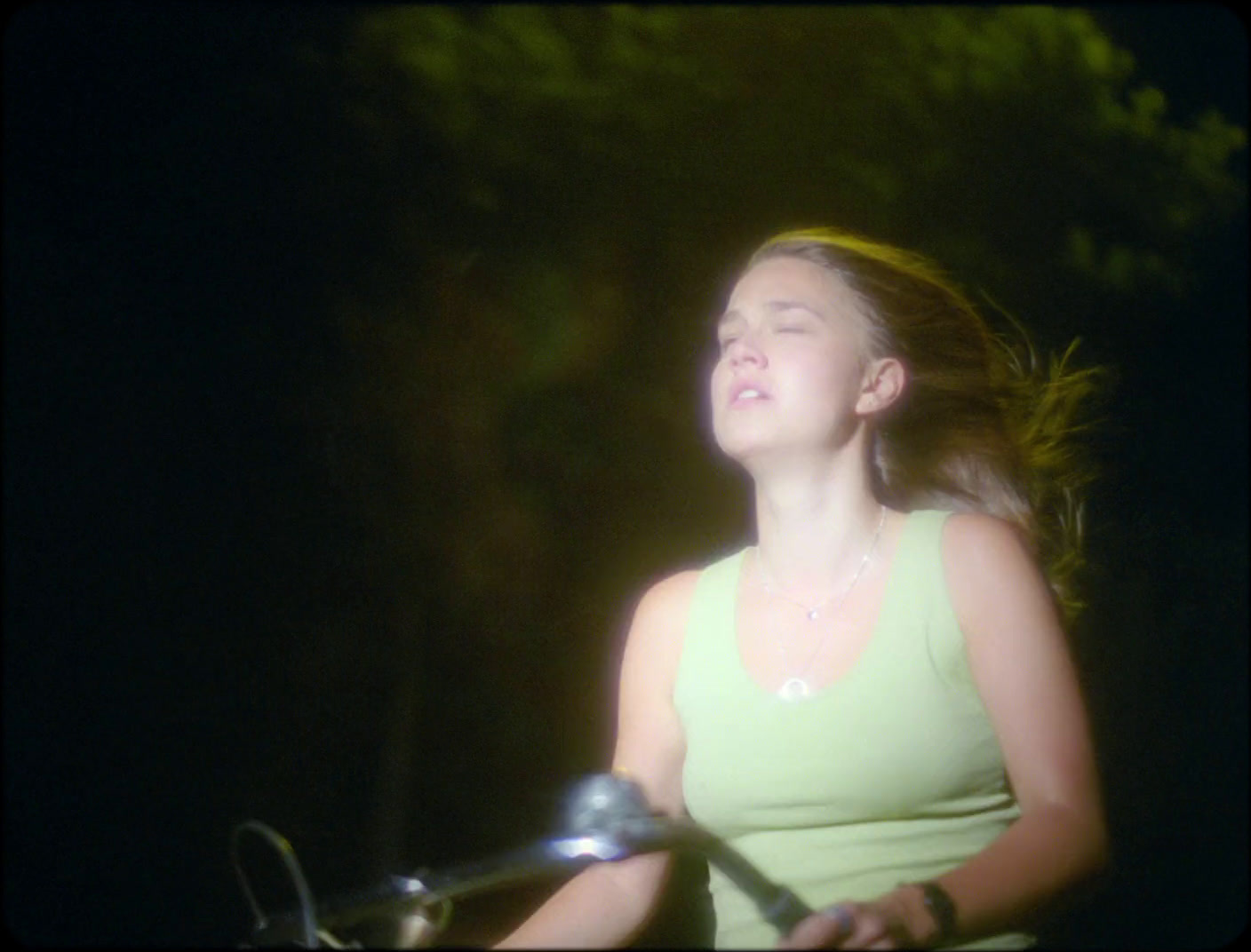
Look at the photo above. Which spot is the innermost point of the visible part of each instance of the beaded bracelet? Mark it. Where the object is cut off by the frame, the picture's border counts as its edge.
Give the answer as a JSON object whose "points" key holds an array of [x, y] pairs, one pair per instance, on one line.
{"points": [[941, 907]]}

--

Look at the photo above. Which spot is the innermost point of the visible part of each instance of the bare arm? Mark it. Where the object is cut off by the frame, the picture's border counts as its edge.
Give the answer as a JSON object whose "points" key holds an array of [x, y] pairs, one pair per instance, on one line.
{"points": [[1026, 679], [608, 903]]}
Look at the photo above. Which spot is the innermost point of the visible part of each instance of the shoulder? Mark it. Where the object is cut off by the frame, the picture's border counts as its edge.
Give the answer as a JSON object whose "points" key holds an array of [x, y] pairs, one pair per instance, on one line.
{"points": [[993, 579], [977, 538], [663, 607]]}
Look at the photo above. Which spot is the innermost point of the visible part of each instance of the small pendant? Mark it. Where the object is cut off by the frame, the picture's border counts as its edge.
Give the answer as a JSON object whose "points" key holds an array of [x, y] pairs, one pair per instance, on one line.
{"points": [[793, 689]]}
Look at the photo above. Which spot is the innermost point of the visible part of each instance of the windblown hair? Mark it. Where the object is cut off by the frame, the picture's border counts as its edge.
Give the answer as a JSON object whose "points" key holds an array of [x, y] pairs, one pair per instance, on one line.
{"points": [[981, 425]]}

--

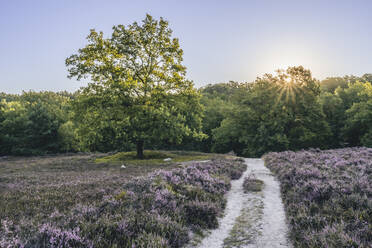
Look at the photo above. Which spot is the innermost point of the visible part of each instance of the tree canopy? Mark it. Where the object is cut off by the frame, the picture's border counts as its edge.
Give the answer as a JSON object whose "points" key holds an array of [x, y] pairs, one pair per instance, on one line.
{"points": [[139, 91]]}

• **Required task**: How many lines in the items above contain the word "pendant"? Match case exactly and give only the number.

• **Exercise output**: 1